Page extract:
Mantids are very intelligent, there are certain things you come to notice after watching them a lot. Mine can tell the difference between me and someone else. I've had some mantids who will crawl on me carelessly, happily, inquisitively. But when I put my hand out for them to craw on someone else, they freeze. This has happened more than a few times. Some mantids don't care; they're hyper and will crawl where ever they can, but others are hesitant and cautious. It could be their sense of "smell". If they can smell an insect and know it's food, they should be able to smell differences in people.

Mine also adapt... say you find a wild mantid, at first it will be hyper and reactive and defensive. But after a while, it becomes calmer and knows that you mean no harm. I'd say they're similar to lizards when it comes to their intelligence.

This of course is only my own point of view, I wouldn't say these are facts, but it is at least what I currently believe.


----------



## Salmonsaladsandwich (Oct 15, 2015)

That's just habituation, which most animals are capable of. It's merely easier to observe in mantids because they're so calm and unafraid to begin with.


----------



## Gizmo (Oct 15, 2015)

List of tasks:
1. Duplicate the mantid thread from "## Salmonsaladsandwich (Oct" up to and including "to begin with.".
2. In the mantid thread, what reason does the reply from Salmonsaladsandwich give for habituation being easier to observe in mantids? Answer in one or two sentences.
Rely only on the mantid thread.

Given material:

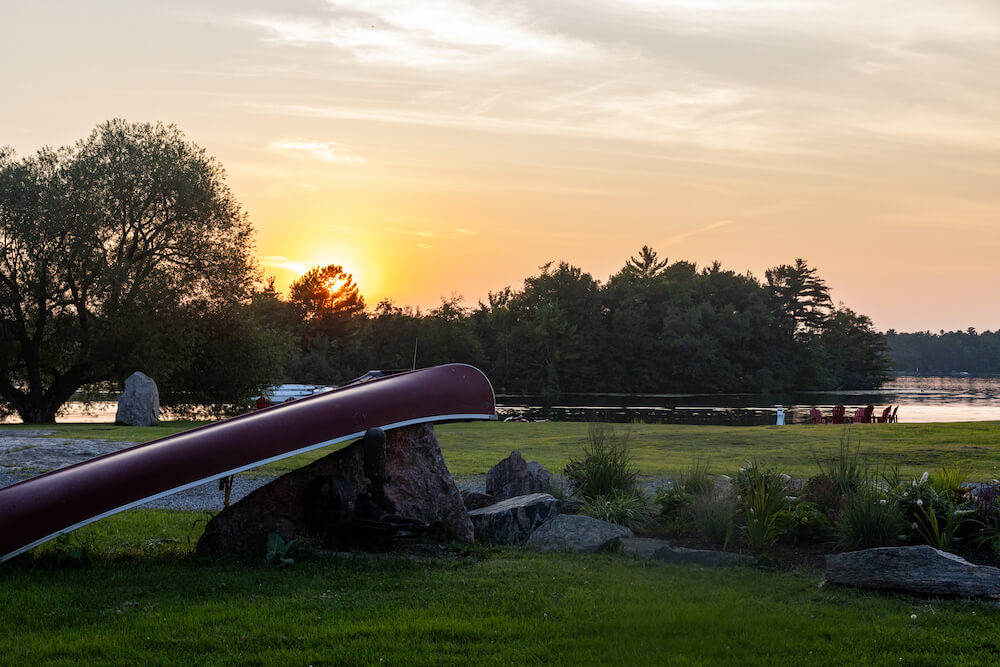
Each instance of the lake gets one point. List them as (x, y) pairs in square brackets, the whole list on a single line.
[(921, 400)]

Responses in order:
1.
## Salmonsaladsandwich (Oct 15, 2015)

That's just habituation, which most animals are capable of. It's merely easier to observe in mantids because they're so calm and unafraid to begin with.

2. Habituation is easier to observe in mantids because they are so calm and unafraid to begin with.